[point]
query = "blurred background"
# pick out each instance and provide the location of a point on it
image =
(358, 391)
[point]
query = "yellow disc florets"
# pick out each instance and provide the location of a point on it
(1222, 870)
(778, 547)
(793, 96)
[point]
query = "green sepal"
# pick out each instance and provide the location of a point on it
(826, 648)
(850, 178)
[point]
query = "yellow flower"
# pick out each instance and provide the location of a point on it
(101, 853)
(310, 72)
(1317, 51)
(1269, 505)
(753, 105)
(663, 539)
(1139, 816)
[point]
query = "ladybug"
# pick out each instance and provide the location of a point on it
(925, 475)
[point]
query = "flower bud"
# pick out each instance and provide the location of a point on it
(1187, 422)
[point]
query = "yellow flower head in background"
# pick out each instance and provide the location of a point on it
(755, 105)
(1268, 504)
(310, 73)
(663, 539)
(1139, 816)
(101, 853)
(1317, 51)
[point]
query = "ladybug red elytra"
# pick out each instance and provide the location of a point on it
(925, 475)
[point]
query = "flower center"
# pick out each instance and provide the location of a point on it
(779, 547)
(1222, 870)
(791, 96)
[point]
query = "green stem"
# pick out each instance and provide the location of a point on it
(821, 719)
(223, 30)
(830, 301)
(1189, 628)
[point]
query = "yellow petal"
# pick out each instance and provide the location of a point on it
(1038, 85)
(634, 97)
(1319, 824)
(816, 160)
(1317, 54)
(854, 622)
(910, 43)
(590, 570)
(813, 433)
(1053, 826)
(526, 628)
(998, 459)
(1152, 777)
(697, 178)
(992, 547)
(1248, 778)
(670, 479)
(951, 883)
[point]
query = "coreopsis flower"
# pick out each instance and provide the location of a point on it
§ §
任务说明: 找出上方材料中含有字符串“background”的每一行，并逐字照抄这些行。

完整回答:
query = "blurred background"
query = "yellow flower head in background"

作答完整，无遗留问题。